| Written exercise |
Replace "uniform" with "attire" in the records from the line containing "[locate] police officer" through the end of the records, changing nothing else, and give only those lines.

| Stored records |
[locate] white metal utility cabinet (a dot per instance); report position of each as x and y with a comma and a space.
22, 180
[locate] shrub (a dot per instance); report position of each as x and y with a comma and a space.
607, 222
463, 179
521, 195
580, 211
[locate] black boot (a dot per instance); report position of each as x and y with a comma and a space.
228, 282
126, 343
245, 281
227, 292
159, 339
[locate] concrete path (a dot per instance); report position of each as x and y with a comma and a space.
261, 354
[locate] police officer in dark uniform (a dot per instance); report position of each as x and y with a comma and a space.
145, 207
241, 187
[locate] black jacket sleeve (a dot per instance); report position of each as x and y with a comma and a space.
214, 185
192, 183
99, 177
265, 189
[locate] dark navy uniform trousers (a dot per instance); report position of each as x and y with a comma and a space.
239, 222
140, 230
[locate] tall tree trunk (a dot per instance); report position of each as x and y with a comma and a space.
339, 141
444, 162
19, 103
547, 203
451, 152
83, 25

| Solution below |
[locate] police officer in dark attire (a dot per instance); report position of each as x and y with a comma and a space.
145, 207
241, 187
[locate] black jacket sleeve (a dot per instance); report position of each as x and y with a comma and a space.
214, 185
192, 183
99, 177
265, 189
[locate] dark navy attire trousers (a dot per instance); report position of each as x and y with a comma and a space.
239, 222
140, 230
[locate] tall tree trunk (a dot per instance); report position of each as x and y with a comma and a space.
339, 141
444, 162
19, 103
547, 203
451, 152
83, 25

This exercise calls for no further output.